WHAT THE TASK ASKS –
Copy each of the following entries line for line, with no changes.

TASK INPUT –
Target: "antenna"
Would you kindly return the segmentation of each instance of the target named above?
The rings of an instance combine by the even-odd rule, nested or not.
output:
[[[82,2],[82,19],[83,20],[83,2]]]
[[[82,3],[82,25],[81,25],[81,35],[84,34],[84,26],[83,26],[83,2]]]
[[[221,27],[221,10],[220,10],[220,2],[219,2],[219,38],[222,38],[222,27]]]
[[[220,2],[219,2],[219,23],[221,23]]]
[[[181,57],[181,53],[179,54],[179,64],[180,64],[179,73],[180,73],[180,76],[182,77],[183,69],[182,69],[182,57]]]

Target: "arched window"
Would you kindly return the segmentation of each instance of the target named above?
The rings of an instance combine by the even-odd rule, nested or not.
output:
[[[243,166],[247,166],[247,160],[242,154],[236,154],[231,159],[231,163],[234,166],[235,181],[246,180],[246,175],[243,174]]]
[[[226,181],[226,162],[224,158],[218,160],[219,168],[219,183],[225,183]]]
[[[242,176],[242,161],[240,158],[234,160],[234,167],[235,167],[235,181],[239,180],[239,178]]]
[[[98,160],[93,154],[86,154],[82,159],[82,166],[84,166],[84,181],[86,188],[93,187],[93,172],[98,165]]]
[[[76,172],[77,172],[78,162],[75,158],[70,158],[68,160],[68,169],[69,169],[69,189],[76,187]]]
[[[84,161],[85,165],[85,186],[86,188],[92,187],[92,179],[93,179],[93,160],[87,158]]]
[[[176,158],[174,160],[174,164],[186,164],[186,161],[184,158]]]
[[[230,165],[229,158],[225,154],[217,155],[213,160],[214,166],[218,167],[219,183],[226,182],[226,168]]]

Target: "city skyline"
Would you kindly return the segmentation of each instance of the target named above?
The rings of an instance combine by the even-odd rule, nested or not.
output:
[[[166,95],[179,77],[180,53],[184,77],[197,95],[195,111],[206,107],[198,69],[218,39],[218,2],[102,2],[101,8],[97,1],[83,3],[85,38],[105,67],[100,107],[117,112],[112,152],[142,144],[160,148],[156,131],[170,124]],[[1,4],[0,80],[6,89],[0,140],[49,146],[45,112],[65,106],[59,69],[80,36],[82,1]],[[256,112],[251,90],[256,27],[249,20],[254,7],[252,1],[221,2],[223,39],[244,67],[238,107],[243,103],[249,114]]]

FULL ANSWER –
Target: "antenna"
Would you kindly return the segmentation of each instance of the target named above?
The rings of an instance combine by the even-odd rule, nested or not.
output:
[[[82,2],[82,19],[83,20],[83,2]]]
[[[82,3],[82,25],[81,25],[81,35],[84,34],[84,26],[83,26],[83,2]]]
[[[221,27],[221,10],[220,10],[220,2],[219,2],[219,38],[222,38],[222,27]]]
[[[220,2],[219,2],[219,23],[221,23]]]
[[[181,57],[181,53],[179,54],[179,64],[180,64],[179,73],[180,73],[180,76],[182,77],[183,69],[182,69],[182,57]]]

Target: "arched window"
Would you kindly return the segmentation of each instance of the target named above?
The rings of an instance combine by the even-odd rule, nested or not.
output:
[[[243,166],[247,166],[247,160],[242,154],[236,154],[231,159],[231,163],[234,166],[235,181],[246,180],[246,175],[243,174]]]
[[[226,181],[226,162],[224,158],[218,160],[219,168],[219,183],[225,183]]]
[[[242,176],[242,161],[240,158],[234,160],[234,167],[235,167],[235,181],[239,180],[239,178]]]
[[[98,160],[93,154],[86,154],[82,159],[82,166],[84,166],[84,181],[86,188],[93,187],[93,172],[98,165]]]
[[[76,172],[77,172],[78,162],[75,158],[70,158],[68,160],[68,169],[69,169],[69,189],[76,187]]]
[[[84,161],[85,165],[85,186],[86,188],[92,187],[92,179],[93,179],[93,160],[87,158]]]
[[[176,158],[174,160],[174,164],[186,164],[186,161],[184,158]]]
[[[230,165],[229,158],[225,154],[217,155],[213,160],[214,166],[218,167],[219,183],[226,182],[226,168]]]

Target: "city skyline"
Would you kindly return the segmentation of each instance of the target named above?
The rings of an instance combine by the even-odd rule, nested or not.
output:
[[[166,95],[179,77],[180,53],[184,77],[197,95],[195,111],[206,107],[198,69],[218,39],[218,2],[102,2],[101,8],[97,1],[83,3],[85,38],[105,67],[100,107],[117,112],[112,152],[142,144],[160,148],[156,131],[170,124]],[[1,4],[0,80],[6,89],[0,140],[49,146],[45,112],[65,106],[59,69],[80,36],[82,1]],[[256,112],[251,90],[256,27],[249,20],[254,7],[252,1],[221,2],[223,39],[244,67],[238,107],[243,103],[249,114]]]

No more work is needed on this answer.